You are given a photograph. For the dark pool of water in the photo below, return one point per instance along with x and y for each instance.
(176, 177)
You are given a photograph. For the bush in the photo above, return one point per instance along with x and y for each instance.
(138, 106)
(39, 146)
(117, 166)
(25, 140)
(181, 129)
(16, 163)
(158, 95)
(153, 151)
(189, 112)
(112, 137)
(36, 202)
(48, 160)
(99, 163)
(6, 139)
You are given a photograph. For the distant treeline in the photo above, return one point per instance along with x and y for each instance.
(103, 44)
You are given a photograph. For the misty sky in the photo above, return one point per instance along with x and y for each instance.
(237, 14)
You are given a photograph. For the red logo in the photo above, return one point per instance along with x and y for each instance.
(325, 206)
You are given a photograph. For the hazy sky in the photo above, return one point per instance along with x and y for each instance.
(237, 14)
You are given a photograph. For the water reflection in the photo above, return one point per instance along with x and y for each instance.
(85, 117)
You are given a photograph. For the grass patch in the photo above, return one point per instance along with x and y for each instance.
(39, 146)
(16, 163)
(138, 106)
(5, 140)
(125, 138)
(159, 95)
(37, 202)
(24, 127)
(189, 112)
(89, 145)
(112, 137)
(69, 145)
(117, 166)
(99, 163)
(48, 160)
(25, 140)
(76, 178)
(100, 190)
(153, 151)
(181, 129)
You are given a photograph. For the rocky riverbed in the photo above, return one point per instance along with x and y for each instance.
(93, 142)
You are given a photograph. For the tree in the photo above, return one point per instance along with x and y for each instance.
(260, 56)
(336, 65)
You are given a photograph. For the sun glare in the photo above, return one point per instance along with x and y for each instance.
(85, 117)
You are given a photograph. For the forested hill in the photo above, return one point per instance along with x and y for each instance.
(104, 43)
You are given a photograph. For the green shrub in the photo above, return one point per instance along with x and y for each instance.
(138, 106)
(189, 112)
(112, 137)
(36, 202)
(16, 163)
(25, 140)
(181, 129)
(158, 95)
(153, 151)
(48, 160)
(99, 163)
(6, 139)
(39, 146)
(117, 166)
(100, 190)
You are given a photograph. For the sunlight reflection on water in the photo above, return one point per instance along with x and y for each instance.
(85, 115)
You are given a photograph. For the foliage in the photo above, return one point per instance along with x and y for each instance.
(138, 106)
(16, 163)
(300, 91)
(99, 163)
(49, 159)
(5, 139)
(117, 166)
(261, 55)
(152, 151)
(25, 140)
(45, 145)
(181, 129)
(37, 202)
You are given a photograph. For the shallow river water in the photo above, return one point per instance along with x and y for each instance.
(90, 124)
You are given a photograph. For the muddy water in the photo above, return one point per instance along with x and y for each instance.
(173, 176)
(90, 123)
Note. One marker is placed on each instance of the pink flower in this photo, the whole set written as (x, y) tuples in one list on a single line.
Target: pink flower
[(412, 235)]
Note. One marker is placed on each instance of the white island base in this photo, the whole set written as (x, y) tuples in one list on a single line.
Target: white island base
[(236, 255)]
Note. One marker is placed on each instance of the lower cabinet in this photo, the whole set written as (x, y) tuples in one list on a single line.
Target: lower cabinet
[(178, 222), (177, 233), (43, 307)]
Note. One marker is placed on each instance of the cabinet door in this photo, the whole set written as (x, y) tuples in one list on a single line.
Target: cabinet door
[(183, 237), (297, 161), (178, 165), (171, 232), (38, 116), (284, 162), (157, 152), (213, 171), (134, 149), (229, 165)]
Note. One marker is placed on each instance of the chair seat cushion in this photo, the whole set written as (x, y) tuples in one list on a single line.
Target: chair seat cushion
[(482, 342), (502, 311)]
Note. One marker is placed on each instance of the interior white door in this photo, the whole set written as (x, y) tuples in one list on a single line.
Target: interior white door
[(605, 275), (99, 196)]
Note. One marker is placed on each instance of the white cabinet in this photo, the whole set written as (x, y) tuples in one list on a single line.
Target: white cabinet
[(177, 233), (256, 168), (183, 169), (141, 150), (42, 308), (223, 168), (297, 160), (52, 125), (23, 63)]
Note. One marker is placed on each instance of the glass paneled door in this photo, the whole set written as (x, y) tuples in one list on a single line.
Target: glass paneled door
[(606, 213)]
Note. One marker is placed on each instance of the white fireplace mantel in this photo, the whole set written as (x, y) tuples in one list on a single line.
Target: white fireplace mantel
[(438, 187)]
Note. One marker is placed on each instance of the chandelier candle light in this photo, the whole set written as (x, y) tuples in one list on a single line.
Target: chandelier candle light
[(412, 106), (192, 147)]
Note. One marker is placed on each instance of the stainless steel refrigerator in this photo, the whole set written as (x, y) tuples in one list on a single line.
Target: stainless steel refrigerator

Instructions for the task: Copy out every entry again, exactly as it was given.

Worked solution:
You are given a photograph. For the dark pool of water in the photo below, return one point per instance along with x and y for each instance.
(176, 177)
You are given a photograph. For the bush in the photo above, return one point per instance along with x and y for each instance.
(138, 106)
(39, 146)
(117, 166)
(25, 140)
(181, 129)
(16, 163)
(158, 95)
(153, 151)
(189, 112)
(112, 137)
(36, 202)
(48, 160)
(99, 163)
(6, 139)
You are given a photograph. For the distant treeline in the photo above, return one point per instance along with x and y for each instance.
(103, 44)
You are given a photograph. For the misty sky in the photo above, return one point per instance along with x and y for each instance.
(237, 14)
You are given a photograph. For the red logo in the photo above, return one point per instance along with x and y for each instance.
(325, 206)
You are given a photograph. For the hazy sky in the photo above, return one point per instance along with x and y for each instance.
(237, 14)
You are given a photograph. For the water reflection in the photo above, return one point per instance along with x and y for each instance.
(85, 117)
You are given a photograph. For the grass patch in the photo above, return one point per instance along with x and y for each instance.
(39, 146)
(16, 163)
(138, 106)
(5, 140)
(125, 138)
(159, 95)
(37, 202)
(24, 127)
(189, 112)
(89, 145)
(112, 137)
(69, 145)
(117, 166)
(99, 163)
(48, 160)
(25, 140)
(76, 178)
(100, 190)
(153, 151)
(181, 129)
You are given a photograph. For the rocky riverbed in the photo above, return one point per instance along with x and y for each instance.
(93, 142)
You are given a photograph. For the tree in the photo above, return one point per instance along with x and y for each instance.
(260, 56)
(336, 65)
You are given a photograph. For the sun glare in the photo above, return one point per instance along with x and y for each instance.
(85, 117)
You are given a photograph. For the forested hill in the photo above, return one point per instance along with x and y for each instance.
(104, 43)
You are given a photograph. For the green shrub in the photo above, return one point per instance along with x and y for each instance.
(138, 106)
(189, 112)
(112, 137)
(36, 202)
(16, 163)
(25, 140)
(181, 129)
(158, 95)
(153, 151)
(48, 160)
(99, 163)
(6, 139)
(39, 146)
(117, 166)
(100, 190)
You are given a photograph. For the sunlight reflection on water in the photo above, return one point per instance along with x and y for each instance.
(85, 115)
You are given a photograph. For the foliage in the photo above, return one point per instance along with x and y for each instance.
(138, 106)
(16, 163)
(300, 91)
(99, 163)
(49, 159)
(5, 139)
(117, 166)
(261, 55)
(152, 151)
(25, 140)
(45, 145)
(181, 129)
(37, 202)
You are given a photograph. For the shallow river water in the photo above, return one point per instance along with x and y for each instance.
(90, 124)
You are given a photograph. For the muddy water in the photo above, return one point per instance along with x and y for each instance.
(173, 176)
(90, 123)
Note. One marker is placed on each instance of the pink flower in this photo, the whole set written as (x, y) tuples in one list on a single line.
Target: pink flower
[(412, 235)]
Note. One marker is placed on each instance of the white island base in this photo, the whole set written as (x, y) tuples in one list on a single line.
Target: white island base
[(236, 255)]
Note. One marker is placed on each instance of the lower cabinet in this photo, the whole set written as (x, y) tuples in one list on a single line.
Target: lower cabinet
[(178, 222), (177, 233), (43, 307)]
Note. One marker is placed on each instance of the cabinet door in this photo, the whole set written as (x, y) tuples in one list on a single line.
Target: cabinet door
[(183, 237), (297, 161), (178, 165), (171, 232), (38, 116), (284, 162), (157, 152), (213, 171), (134, 149), (229, 165)]
Note. One marker is placed on each instance of the chair seat cushion in this photo, the whole set written as (x, y) tuples in one list on a single line.
Target: chair seat cushion
[(482, 342), (502, 311)]
Note. One marker is placed on each instance of the interior white door in this photo, the whole set written as (x, y) tuples in one list on a single line.
Target: interior white door
[(605, 275), (99, 196)]
Note. One marker is placed on each instance of the white cabinet in this photo, the whole set written as (x, y) tuples in one list on a single line.
Target: white cabinet
[(177, 233), (256, 168), (183, 169), (141, 150), (42, 308), (223, 168), (297, 160), (52, 125), (23, 63)]
Note. One marker is placed on each instance of the glass paneled door in this photo, the whole set written as (x, y) tuples in one list on a single line.
Target: glass paneled door
[(606, 213)]
Note. One marker is placed on each instance of the white fireplace mantel in this photo, the whole set written as (x, y) tuples in one list on a single line.
Target: white fireplace mantel
[(438, 187)]
Note. One marker is placed on each instance of the chandelier candle light in this photo, the whole set written as (x, y) tuples in one list on a single line.
Target: chandelier candle light
[(412, 106), (192, 147)]
Note. One marker is placed on each instance of the stainless steel refrigerator in this photo, the whole set written as (x, y) tuples in one list on a single line.
Target: stainless steel refrigerator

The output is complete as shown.